DIRECTIONS FOR THIS TASK
Print everything in the water policy podcast transcript below from "Welcome to the" down to "10 million dollars.", word for word.

-- Start TEXT PROVIDED --

Welcome to the La Trobe University Podcast. I would be your host, Matt Smith and I'm here today with Professor Lin Crase, a very special guest because he's the person who I did our very first podcast with, 100 podcasts and going now. So, thanks for joining me Lin.

Lin Crase:

My pleasure.

Matt Smith:

So two years had been a long time now. You're a professor now, let me the first to congratulate you. Our last podcast interview was on water management in Australia. What's changed in those two years broadly?

Lin Crase:

For the last couple of years, I guess it has been a bit of trip back to the future for a number of us. We saw of course with Howard government's desperate throws to retain government it brought out its plan for water security. And it had a kind of familiar "Hollow Men" ring to it with ten dot points, 10-year program, 10 million dollars.

Unfortunately, a big component of that was the prospect of spending very large sums of public money on renovating private irrigation. Not to be outdone, the Rudd government brought its own little manifesto, this water for the future policy. And regrettably, it spends 13 billion dollars and the lion's share of that is actually spending a lot of money on irrigation infrastructure.

And unfortunately, those of us who are economists and those of us who are familiar with water, and so this is kind of a retrograde step. It's just not a very sensible use of public funds to be spending money on irrigation infrastructures. This is what we did for the best part of 100 years and it hasn't worked. I don't see why suddenly it should be seen as an appropriate policy stance at the moment.

So, that's kind of what has happened in the last of couple of years as many of us had been bemoaning this kind of reversal of public policy because up until that point, government had resisted calls for using public funds in this way. And we're making in my view quite sensible steps in terms of policy reform.

I guess the last couple of years had been a little problematic in that context for us and really I'm not confident that people in Canberra necessarily appreciate how difficult some of this stuff is and the legacy they're going to leave as the result.

Matt Smith:

In March this year, we kind of got the impression that all our water problems were over.

-- End TEXT PROVIDED --
-- Start RECORDS PROVIDED --

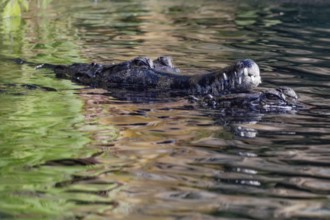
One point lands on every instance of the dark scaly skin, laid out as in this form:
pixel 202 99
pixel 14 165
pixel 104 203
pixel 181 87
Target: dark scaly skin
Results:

-- End RECORDS PROVIDED --
-- Start RECORDS PROVIDED --

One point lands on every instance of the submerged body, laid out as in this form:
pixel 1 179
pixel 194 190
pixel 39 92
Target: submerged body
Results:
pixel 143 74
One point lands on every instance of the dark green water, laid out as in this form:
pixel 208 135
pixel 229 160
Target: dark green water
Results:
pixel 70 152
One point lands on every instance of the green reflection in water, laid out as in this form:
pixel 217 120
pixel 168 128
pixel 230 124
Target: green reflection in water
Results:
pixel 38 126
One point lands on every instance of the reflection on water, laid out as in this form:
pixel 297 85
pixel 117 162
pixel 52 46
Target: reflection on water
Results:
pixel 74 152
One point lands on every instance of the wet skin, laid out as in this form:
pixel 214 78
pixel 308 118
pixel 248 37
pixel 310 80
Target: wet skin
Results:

-- End RECORDS PROVIDED --
-- Start RECORDS PROVIDED --

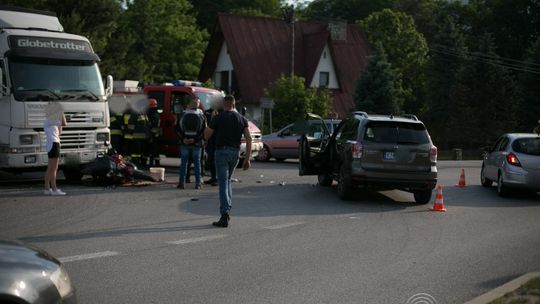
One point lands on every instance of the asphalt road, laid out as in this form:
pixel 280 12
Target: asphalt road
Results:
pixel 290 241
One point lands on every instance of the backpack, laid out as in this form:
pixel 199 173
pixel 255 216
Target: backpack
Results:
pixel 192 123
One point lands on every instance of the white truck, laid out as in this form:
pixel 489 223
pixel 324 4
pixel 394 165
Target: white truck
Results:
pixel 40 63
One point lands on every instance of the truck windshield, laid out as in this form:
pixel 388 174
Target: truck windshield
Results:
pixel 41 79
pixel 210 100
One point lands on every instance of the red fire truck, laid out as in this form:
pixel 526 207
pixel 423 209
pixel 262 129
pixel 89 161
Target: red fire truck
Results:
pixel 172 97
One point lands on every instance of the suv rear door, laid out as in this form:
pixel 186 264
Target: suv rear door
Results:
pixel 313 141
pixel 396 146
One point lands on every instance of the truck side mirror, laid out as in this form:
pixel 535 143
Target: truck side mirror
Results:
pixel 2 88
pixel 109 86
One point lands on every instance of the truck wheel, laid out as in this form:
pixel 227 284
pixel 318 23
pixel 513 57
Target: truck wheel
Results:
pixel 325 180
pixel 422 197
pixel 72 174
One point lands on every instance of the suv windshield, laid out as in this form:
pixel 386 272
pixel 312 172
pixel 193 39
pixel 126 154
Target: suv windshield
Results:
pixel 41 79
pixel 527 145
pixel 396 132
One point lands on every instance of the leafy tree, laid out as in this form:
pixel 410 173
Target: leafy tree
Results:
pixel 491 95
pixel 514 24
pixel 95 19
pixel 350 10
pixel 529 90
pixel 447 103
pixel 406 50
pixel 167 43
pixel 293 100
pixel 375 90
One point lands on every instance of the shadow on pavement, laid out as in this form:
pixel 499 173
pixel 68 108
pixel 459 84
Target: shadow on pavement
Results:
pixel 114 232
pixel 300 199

-- End RECORDS PROVIDED --

SOLUTION TO THE PROBLEM
Welcome to the La Trobe University Podcast. I would be your host, Matt Smith and I'm here today with Professor Lin Crase, a very special guest because he's the person who I did our very first podcast with, 100 podcasts and going now. So, thanks for joining me Lin.

Lin Crase:

My pleasure.

Matt Smith:

So two years had been a long time now. You're a professor now, let me the first to congratulate you. Our last podcast interview was on water management in Australia. What's changed in those two years broadly?

Lin Crase:

For the last couple of years, I guess it has been a bit of trip back to the future for a number of us. We saw of course with Howard government's desperate throws to retain government it brought out its plan for water security. And it had a kind of familiar "Hollow Men" ring to it with ten dot points, 10-year program, 10 million dollars.